> EXERCICES:
**a)** Dans l'entretien avec Jacques Delors, avec quels pays la France a-t-elle fait une déclaration au moment de la signature du traité d'Amsterdam ?
**b)** Recopiez tout le passage de l'entretien avec Jacques Delors, depuis « Olivier Mazerolle : Sommet » jusqu'à « et limitons-les précisément. » inclus.
**c)** Écrivez la suite de l'entretien avec Jacques Delors, après la dernière phrase affichée.

> EXTRAIT:

===

Média : Emission L'Invité de RTL - RTL

Texte intégral

Olivier Mazerolle : Sommet européen à Cardiff, aujourd’hui, sans grande ambition, si ce n’est que J. Chirac et H. Kkohl se sont mis d’accord pour fustiger la Commission, que vous avez dirigée, en disant : cela va comme cela, retirons-lui un peu de pouvoirs et limitons-les précisément.

Jacques Delors : « Je dirais que désarmer les oppositions éternelles de certains membres de la majorité, cela vaut bien le choix d’un bouc-émissaire. N'en disons pas plus. Le plus important, et qui devrait réjouir le Président de la République, et qui me réjouit, c'est que la France a toujours dit qu’il serait impossible d'élargir l'Europe si on ne réforme pas les institutions. Elle a même fait une déclaration avec la Belgique et l'Italie dans ce sens au moment de la signature du Traité d’Amsterdam. Je crois que la France peut se réjouir que maintenant tous ses partenaires sont acquis à cela, et notamment le Chancelier Kohl qui, à l’époque, avait dit : faisons les premiers élargissements, puis après on réformera les institutions. Et j’en suis heureux. Vous savez pourquoi nous avons décidé le traité d'Amsterdam – ou plutôt, ils ont décidé, les chefs de Gouvernement ? C'était parce qu’ils se rendaient compte, comme l’a redit le Président de la République, hier, qu’à quinze cela ne fonctionne déjà plus très bien, alors vingt-six qu'est-ce que cela sera ? Mais en réalité ils ne s'en sont occupés que deux mois avant ce Traité d'Amsterdam, ce qui, de ce point de rue, qui était le point de vue essentiel, était un flop. »

Olivier Mazerolle : Alors précisément, sur la réforme des institutions, on n’a pas la sensation que tout le monde se précipite à la vitesse grande « V ». et pourtant l’euro est là, c’est-à-dire que l’Europe se fait sans que les chefs d’Etat et de Gouvernement semble vraiment s’en préoccuper ?

===

> LISTE DES LIGNES:
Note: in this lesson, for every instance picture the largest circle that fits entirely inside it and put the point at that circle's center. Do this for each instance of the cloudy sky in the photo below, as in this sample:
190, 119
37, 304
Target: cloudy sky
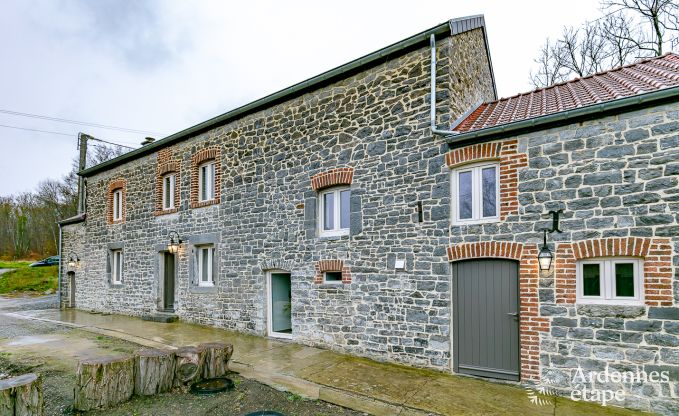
164, 65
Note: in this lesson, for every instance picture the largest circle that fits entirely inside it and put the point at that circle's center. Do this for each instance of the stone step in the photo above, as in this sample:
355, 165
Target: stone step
164, 317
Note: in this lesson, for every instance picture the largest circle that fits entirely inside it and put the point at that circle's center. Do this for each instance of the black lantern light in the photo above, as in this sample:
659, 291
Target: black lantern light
545, 256
73, 260
175, 241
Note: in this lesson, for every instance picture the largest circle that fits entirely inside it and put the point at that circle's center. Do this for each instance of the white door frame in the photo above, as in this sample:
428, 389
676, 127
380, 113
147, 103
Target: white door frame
269, 306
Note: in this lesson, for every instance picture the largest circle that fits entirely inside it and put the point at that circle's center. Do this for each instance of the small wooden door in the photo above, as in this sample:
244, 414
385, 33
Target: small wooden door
280, 303
71, 289
486, 319
168, 281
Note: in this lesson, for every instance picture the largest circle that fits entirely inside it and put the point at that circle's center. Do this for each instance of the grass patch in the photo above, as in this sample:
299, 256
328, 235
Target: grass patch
14, 264
28, 279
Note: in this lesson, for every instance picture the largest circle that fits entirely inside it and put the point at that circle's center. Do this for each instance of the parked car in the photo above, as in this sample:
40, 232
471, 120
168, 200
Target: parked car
50, 261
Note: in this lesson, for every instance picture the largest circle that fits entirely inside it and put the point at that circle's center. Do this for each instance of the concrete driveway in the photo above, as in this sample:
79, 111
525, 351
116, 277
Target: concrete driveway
360, 384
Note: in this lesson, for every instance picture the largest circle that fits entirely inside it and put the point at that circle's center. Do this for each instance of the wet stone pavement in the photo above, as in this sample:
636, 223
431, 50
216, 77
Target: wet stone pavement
310, 377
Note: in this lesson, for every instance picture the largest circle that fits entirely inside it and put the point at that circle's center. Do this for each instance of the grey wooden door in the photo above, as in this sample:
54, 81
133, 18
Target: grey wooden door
485, 318
168, 281
71, 287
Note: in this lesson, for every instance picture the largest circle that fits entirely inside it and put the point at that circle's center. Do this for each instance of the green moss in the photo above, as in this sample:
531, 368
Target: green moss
29, 279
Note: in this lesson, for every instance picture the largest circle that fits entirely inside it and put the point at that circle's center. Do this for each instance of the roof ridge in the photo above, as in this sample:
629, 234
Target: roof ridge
650, 75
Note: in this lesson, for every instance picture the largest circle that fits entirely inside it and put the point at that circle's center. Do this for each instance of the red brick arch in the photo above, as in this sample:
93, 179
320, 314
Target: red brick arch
656, 253
494, 249
332, 177
210, 153
332, 266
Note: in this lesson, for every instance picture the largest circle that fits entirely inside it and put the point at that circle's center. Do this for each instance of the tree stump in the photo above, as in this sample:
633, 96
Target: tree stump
153, 371
22, 396
103, 382
217, 356
188, 365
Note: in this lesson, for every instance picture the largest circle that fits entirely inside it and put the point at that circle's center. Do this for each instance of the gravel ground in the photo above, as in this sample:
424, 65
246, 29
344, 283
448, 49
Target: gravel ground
57, 366
25, 303
11, 327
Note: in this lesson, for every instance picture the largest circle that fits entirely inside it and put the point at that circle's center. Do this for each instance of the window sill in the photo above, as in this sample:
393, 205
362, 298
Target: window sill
166, 212
609, 302
475, 222
330, 237
212, 289
202, 204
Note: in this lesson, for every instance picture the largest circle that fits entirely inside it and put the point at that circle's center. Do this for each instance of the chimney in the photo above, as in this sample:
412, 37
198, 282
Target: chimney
148, 140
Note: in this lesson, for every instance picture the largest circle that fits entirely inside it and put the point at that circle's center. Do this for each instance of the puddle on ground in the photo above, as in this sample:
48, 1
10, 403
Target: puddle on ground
30, 340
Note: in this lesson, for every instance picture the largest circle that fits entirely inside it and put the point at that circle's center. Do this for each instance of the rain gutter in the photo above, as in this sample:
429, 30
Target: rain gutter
564, 117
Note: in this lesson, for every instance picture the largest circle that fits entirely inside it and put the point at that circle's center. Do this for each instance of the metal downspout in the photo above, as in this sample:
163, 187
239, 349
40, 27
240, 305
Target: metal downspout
432, 95
61, 262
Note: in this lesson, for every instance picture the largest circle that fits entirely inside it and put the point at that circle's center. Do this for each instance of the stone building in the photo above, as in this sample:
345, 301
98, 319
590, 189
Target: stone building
336, 214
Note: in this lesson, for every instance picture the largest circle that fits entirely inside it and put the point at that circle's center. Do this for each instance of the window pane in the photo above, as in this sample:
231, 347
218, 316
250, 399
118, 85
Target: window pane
204, 258
344, 208
328, 211
168, 191
465, 194
489, 189
333, 276
591, 276
624, 279
211, 182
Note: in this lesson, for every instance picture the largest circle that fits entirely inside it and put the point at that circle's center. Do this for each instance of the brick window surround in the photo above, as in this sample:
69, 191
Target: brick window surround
510, 160
655, 252
530, 324
200, 157
332, 266
114, 185
163, 169
333, 177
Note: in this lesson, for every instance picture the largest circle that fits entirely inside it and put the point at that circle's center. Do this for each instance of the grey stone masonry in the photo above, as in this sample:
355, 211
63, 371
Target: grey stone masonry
374, 122
616, 178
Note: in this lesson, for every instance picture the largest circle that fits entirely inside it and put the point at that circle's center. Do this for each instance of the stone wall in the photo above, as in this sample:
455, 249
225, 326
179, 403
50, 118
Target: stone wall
73, 239
617, 180
375, 122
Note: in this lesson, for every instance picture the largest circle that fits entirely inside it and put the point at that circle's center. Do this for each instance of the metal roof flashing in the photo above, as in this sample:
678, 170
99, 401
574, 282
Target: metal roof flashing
448, 28
598, 110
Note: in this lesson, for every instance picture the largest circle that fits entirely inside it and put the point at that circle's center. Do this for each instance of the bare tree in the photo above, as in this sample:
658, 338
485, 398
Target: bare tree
28, 221
630, 29
658, 18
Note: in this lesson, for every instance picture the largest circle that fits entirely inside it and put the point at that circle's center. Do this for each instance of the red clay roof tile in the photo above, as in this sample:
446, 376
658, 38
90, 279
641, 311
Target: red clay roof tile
642, 77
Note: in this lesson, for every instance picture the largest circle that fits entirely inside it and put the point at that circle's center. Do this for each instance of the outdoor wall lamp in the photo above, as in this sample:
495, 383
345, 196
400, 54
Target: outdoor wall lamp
545, 257
73, 260
175, 241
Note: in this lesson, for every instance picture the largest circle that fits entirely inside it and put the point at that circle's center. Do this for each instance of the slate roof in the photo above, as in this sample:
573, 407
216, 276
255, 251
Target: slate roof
645, 76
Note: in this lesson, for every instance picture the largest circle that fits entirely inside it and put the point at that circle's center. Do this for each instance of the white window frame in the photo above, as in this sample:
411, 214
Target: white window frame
332, 282
210, 181
210, 249
116, 271
336, 231
477, 194
172, 182
607, 281
118, 204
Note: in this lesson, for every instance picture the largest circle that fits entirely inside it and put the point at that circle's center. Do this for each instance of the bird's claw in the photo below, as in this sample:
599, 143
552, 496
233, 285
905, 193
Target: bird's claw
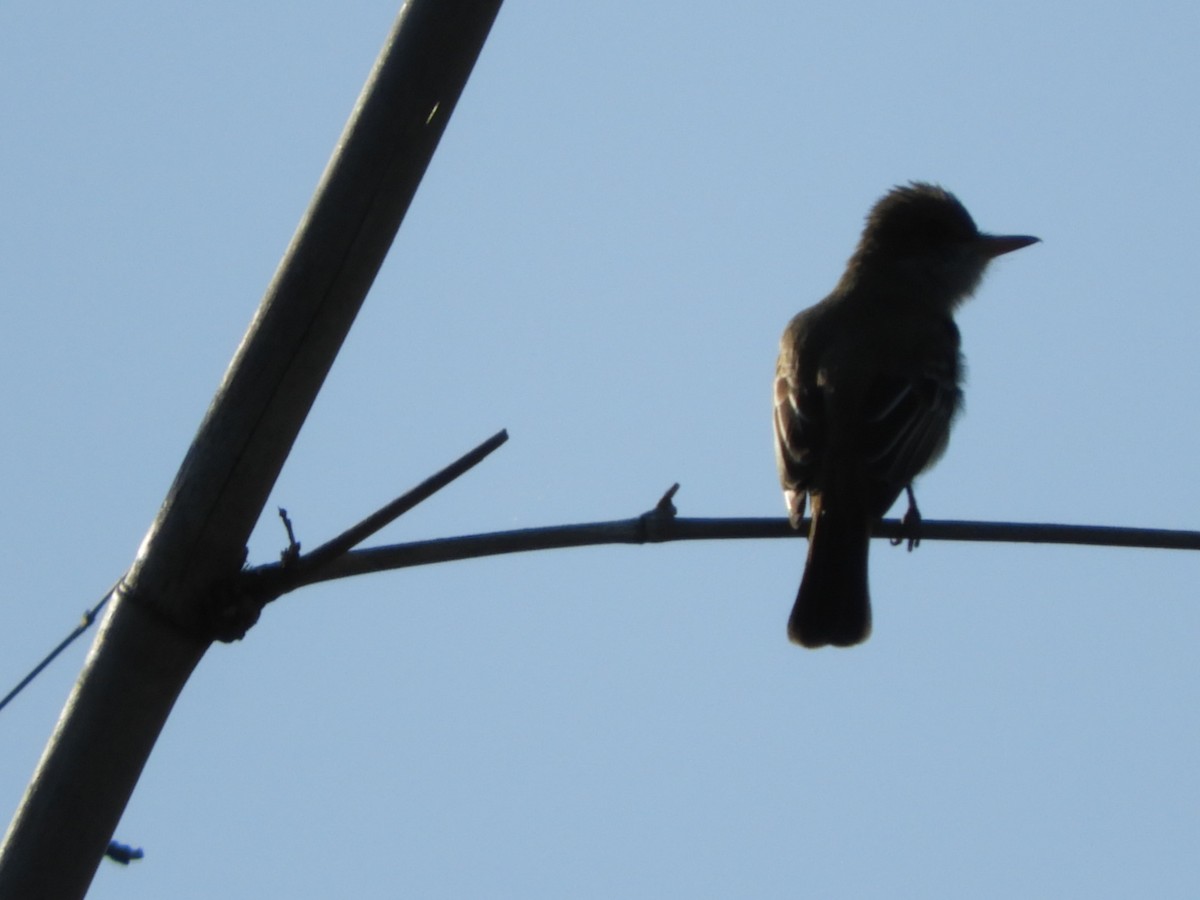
910, 523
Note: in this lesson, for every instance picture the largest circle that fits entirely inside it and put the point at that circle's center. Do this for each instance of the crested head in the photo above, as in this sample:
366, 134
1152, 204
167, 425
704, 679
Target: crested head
918, 216
921, 244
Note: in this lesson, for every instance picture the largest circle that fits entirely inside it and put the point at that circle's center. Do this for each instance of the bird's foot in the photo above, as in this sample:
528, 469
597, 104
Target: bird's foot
910, 523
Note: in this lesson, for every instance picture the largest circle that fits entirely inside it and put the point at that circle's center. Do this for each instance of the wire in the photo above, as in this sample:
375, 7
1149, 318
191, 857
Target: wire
84, 624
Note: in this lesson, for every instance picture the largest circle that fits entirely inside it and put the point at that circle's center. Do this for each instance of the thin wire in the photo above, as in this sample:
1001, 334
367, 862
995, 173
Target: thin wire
84, 624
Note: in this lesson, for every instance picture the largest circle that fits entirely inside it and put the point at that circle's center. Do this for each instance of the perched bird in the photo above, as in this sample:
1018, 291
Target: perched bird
867, 385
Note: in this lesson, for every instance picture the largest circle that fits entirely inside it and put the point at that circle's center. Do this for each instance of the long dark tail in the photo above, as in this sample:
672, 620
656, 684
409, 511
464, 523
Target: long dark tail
833, 605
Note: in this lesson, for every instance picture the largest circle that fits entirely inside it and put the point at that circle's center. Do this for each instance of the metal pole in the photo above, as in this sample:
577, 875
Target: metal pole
156, 630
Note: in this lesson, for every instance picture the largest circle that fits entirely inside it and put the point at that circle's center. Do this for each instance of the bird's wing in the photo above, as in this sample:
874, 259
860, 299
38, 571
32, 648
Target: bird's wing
906, 421
799, 431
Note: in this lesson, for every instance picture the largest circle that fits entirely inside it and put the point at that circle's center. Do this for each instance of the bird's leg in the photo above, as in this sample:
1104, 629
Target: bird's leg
910, 523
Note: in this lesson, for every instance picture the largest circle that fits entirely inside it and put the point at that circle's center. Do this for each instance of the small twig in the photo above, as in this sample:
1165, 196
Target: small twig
256, 587
387, 515
123, 853
293, 550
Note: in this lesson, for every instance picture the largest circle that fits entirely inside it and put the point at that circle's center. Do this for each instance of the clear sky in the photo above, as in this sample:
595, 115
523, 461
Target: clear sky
630, 202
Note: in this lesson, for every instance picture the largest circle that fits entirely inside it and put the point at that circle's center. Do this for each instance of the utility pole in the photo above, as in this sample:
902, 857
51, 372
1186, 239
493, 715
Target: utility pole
174, 601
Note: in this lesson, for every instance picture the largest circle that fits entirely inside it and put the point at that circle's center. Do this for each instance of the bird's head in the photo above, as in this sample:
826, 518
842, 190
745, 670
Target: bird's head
924, 243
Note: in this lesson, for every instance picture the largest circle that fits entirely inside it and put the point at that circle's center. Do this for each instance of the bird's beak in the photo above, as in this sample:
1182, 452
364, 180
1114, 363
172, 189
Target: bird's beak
994, 245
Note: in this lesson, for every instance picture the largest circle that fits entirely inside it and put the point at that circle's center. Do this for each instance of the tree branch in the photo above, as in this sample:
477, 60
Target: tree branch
660, 526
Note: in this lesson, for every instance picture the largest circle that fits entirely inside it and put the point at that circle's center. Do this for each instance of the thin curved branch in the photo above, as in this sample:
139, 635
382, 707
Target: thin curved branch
659, 527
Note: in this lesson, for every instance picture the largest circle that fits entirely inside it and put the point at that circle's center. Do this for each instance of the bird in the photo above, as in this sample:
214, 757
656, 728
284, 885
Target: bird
867, 387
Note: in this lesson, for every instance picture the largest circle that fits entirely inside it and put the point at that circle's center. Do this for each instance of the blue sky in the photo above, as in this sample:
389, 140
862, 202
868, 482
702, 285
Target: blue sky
630, 202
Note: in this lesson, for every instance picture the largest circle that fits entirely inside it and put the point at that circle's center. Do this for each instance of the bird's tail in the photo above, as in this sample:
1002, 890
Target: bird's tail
833, 605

===

> RÉPONSES:
**a)** Avec la Belgique et l'Italie.

**b)**
Olivier Mazerolle : Sommet européen à Cardiff, aujourd’hui, sans grande ambition, si ce n’est que J. Chirac et H. Kkohl se sont mis d’accord pour fustiger la Commission, que vous avez dirigée, en disant : cela va comme cela, retirons-lui un peu de pouvoirs et limitons-les précisément.

**c)**
Jacques Delors : « Si, vous voyez bien qu'il y a un progrès, je viens de vous l’indiquer. Alors il faut savoir comment préparer un changement raisonnable des institutions. Je pense qu'à Cardiff s'affronteront deux thèses. La thèse de ceux qui disent qu’il suffit de se pencher sur trois problèmes : le nombre des commissaires et l’autorité du président de la Commission qui doit être renforcée : l’extension du vote à la majorité qualifiée – dans quels domaines ? Troisièmement, la repondération des voix pour donner à chacun sa pondération juste, et notamment depuis l’unification. El puis d’autres qui diront : mais cela, ce n’est qu’une partie du problème. Il y a l’ensemble des dispositifs qu’il faut revoir, justement si on veut lutter contre la centralisation on l’impression de centralisation, il faut partir de la préparation de la décision jusqu'à l’exécution de la décision. Il ne suffit pas, comme un Guignol, de taper sur la tête de la Commission. »

Olivier Mazerolle : Justement, pendant que le Président de la République, hier soir, sur les antennes de la BBC dit : la Commission ras-le-bol, vous, vous avez imaginé, avec votre association « Notre Europe », de renforcer les pouvoirs du président de la Commission, en quelque sorte en le faisant désigner par le suffrage universel à l’occasion des élections européennes !

Jacques Delors : « Le Président de la République est d'accord, d'après ce qu'il me dit, pour renforcer le pourvoir du président de la Commission sur le choix des commissaires, jusqu'au point de dire à un de ses collègues : écoutez, cola ne va pas, comme un Premier ministre peut le dire à un ministre. »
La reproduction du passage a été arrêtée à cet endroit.